_EXERCISE INSTRUCTIONS_. Range to output from the entries below: the line containing "Guideline: the keypoint for each instance of the cutting" through the line containing "Guideline: the keypoint for each instance of the white ceramic". Set it down exactly, ends included, nothing else.

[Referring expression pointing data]

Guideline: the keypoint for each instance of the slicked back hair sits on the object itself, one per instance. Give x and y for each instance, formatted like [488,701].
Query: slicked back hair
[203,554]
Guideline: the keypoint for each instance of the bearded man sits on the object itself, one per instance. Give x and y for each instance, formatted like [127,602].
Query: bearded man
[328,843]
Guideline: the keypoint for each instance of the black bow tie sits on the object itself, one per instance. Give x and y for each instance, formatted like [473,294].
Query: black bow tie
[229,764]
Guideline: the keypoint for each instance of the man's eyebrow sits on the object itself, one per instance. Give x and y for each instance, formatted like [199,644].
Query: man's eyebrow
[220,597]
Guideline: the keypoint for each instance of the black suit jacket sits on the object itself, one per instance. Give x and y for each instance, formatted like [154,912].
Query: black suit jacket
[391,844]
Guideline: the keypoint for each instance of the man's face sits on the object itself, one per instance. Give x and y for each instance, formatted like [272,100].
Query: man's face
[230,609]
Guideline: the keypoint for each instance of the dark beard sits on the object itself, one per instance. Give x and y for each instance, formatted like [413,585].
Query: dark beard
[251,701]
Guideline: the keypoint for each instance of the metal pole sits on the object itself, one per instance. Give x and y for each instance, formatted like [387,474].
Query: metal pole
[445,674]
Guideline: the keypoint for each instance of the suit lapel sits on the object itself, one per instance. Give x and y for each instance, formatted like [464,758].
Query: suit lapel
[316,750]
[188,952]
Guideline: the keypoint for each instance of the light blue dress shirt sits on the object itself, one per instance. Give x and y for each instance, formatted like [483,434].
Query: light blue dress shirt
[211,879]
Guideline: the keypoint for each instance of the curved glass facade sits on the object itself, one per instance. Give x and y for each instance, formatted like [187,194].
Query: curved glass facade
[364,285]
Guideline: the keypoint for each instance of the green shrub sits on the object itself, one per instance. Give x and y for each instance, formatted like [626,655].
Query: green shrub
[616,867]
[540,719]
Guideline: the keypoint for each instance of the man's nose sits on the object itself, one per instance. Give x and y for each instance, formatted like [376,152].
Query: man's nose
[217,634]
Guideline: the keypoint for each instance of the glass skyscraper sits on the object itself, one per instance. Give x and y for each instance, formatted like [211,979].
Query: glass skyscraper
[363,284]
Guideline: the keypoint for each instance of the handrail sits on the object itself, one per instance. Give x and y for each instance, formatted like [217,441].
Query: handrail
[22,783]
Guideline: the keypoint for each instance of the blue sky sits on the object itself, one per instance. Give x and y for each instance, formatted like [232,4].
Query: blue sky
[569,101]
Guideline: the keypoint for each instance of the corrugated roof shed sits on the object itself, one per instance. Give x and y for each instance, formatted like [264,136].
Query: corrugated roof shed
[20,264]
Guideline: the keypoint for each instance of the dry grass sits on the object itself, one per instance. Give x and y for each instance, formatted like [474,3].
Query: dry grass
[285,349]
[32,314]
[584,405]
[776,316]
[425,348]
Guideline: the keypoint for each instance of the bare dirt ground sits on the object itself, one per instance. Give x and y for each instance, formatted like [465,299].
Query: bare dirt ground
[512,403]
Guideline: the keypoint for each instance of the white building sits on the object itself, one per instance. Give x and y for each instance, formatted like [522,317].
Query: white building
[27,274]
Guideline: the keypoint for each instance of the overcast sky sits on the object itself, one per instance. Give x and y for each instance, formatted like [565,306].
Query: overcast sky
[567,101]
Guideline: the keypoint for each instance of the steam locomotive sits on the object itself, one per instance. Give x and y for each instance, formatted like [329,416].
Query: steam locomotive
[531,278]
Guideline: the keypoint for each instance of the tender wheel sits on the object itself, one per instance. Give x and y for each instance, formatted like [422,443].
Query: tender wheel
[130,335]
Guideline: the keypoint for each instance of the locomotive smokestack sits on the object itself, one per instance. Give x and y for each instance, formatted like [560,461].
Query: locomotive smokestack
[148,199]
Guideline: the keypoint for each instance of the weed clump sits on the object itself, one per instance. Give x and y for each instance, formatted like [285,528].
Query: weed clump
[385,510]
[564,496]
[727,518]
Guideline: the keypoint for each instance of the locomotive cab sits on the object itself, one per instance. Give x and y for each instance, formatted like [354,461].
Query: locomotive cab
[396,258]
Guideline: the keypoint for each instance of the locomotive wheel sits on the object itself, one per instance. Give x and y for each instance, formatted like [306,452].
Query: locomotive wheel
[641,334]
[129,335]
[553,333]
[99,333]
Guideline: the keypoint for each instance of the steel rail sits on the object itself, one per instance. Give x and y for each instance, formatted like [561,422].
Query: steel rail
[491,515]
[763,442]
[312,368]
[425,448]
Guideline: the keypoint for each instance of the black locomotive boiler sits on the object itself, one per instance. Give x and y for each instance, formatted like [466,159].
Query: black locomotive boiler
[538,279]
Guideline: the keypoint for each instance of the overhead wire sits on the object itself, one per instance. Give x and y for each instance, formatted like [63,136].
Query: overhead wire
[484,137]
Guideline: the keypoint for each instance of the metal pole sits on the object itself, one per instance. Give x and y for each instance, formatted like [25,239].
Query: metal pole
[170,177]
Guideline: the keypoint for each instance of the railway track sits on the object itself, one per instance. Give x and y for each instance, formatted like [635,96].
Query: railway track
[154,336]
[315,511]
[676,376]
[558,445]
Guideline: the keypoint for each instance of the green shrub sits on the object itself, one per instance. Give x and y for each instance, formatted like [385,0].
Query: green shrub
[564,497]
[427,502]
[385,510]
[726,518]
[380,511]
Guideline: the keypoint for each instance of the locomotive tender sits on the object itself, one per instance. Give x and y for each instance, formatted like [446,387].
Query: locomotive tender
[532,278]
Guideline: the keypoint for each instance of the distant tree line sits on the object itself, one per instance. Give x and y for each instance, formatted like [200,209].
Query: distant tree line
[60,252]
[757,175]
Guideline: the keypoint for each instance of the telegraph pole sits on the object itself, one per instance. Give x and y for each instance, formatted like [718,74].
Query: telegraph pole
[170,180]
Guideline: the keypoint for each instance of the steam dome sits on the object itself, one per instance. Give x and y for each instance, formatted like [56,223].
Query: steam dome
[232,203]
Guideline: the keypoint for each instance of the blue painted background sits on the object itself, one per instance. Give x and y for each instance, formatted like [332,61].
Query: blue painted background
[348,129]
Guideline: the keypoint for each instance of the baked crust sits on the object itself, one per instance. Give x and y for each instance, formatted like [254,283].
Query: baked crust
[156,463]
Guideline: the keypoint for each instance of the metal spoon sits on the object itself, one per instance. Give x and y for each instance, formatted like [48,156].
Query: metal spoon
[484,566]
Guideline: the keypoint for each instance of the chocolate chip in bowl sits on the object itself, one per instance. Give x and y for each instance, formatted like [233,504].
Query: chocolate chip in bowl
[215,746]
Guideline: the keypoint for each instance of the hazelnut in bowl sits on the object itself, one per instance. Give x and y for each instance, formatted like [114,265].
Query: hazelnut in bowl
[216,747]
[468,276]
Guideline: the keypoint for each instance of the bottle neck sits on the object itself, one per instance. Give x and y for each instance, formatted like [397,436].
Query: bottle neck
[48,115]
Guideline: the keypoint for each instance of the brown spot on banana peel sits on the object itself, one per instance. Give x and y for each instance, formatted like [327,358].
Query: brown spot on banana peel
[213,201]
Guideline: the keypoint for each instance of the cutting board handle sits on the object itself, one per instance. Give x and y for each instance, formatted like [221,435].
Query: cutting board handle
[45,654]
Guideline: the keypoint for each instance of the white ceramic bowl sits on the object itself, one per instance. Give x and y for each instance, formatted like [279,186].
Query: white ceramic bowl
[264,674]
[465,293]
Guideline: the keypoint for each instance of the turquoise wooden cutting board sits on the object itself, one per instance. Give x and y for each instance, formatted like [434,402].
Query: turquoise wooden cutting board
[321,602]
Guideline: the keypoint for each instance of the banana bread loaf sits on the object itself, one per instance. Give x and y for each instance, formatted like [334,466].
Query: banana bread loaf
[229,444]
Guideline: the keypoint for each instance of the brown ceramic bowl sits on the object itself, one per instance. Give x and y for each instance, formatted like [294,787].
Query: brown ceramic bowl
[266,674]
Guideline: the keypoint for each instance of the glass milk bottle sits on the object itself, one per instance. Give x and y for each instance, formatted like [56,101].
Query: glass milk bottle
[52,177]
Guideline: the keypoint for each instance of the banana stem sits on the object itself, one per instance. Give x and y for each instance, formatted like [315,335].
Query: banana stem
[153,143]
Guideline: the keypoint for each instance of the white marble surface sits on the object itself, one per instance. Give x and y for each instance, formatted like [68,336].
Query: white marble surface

_SOLUTION FOR THIS TASK_.
Guideline: the keypoint for each instance of the cutting board handle sits on the object itself, one per instance. Give x and y for each instance, formatted like [221,435].
Query: cutting board handle
[45,654]
Guideline: the keypoint for each instance of the white ceramic bowl sits on the object itself, one per instance. Give x and y for each instance, formatted like [279,186].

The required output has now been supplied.